TEXT SEGMENT:
>> START
One of the challenges when indexing RDF is the fact that there’s no fixed schema: anyone can create new terms in their descriptions. This raises important challenges. As you’ll see, SIREn first attempted to use a simplistic mapping of RDF subject, predicate, object triples to documents, where each predicate was a new field. But this led to performance challenges, because the number of fields is unbounded. To solve this, payloads (covered in section 6.5) were used to efficiently encode the tuple information, and the resulting architecture provides a highly scalable schema free RDF search.

SIREn perhaps sets the record for making use of Lucene’s customization APIs: it has created a number of Lucene extensions, including tokenizers (TupleTokenizer), token filters (URINormalisationFilter, SirenPayloadFilter), analyzers (TupleAnalzyer, SPARQLQueryAnalyzer), queries (CellQuery, TupleQuery), and its own query parser to handle SPARQL RDF queries (a standard query language for RDF content, defined by the W3C (World Wide Web Consortium). SIREn’s analysis chain is a good example of using a token’s type to record custom information per token, which is then consumed downstream by another token filter to create the right payloads. SIREn even includes integration with Solr. Such a componentized approach gives SIREn its open architecture, allowing developers to choose components to create their semantic web search application. Advanced stuff ahead!

13.1. Introducing SIREn

Although the specifications for RDF and Microformats[2] have been out for quite some time now, it’s only in the last few years that many websites have begun to make use of them, thus effectively starting the Web of Data. Sites such as LinkedIn, Eventful, Digg, Last.fm, and others are using these specifications to share pieces of information that can be automatically reused by other websites or by smart clients. As an example, you can visit a Last.fm concert page[3] and automatically import the event in its calendar if an appropriate Microformats browser plug-in is used.
>> END
GIVEN TASK 1:
Repeat the SIREn passage between "Although the specifications" and "plug-in is used.", inclusive.
GIVEN TASK 2:
In the SIREn passage, what did SIREn use to efficiently encode tuple information once mapping each predicate to a new field caused performance challenges?

EXTRACTED ENTRIES:
>> START
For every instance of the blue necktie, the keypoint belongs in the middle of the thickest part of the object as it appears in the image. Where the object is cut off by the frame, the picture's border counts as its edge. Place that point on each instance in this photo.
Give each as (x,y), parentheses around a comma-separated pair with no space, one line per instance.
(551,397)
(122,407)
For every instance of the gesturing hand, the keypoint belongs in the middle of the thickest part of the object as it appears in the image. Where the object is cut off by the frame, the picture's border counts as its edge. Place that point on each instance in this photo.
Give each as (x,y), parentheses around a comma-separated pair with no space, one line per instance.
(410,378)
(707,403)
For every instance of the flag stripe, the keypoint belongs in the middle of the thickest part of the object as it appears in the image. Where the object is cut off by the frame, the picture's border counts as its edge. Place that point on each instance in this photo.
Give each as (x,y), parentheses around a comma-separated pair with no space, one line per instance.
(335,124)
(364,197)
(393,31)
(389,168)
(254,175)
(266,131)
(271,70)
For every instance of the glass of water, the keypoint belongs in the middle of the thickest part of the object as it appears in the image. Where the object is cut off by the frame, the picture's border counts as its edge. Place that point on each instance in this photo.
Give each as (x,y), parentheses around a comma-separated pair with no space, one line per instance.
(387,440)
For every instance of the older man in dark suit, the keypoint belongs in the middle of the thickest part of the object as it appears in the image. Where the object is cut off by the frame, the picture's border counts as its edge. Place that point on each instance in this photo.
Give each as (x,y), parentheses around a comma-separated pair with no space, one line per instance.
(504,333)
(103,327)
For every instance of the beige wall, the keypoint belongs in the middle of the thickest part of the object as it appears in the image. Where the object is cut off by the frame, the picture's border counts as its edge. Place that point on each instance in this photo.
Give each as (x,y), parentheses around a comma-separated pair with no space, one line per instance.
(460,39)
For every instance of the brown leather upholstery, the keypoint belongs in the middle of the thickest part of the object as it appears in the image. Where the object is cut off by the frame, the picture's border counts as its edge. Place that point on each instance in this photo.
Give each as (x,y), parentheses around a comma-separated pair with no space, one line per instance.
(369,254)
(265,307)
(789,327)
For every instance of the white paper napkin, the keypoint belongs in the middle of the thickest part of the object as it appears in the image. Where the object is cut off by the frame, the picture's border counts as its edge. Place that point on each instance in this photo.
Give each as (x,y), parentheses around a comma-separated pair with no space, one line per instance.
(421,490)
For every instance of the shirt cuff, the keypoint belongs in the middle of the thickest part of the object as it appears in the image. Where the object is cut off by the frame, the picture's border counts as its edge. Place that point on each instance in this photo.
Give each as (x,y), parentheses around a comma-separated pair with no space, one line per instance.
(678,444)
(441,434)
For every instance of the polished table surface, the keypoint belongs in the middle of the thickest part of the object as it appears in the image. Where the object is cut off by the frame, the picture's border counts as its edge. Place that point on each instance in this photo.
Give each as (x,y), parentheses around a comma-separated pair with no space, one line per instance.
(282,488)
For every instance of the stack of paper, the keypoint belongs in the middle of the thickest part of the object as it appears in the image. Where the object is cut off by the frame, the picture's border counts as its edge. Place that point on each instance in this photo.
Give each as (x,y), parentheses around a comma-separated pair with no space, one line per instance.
>> END
WORKED SOLUTION 1:
Although the specifications for RDF and Microformats[2] have been out for quite some time now, it’s only in the last few years that many websites have begun to make use of them, thus effectively starting the Web of Data. Sites such as LinkedIn, Eventful, Digg, Last.fm, and others are using these specifications to share pieces of information that can be automatically reused by other websites or by smart clients. As an example, you can visit a Last.fm concert page[3] and automatically import the event in its calendar if an appropriate Microformats browser plug-in is used.

WORKED SOLUTION 2:
Payloads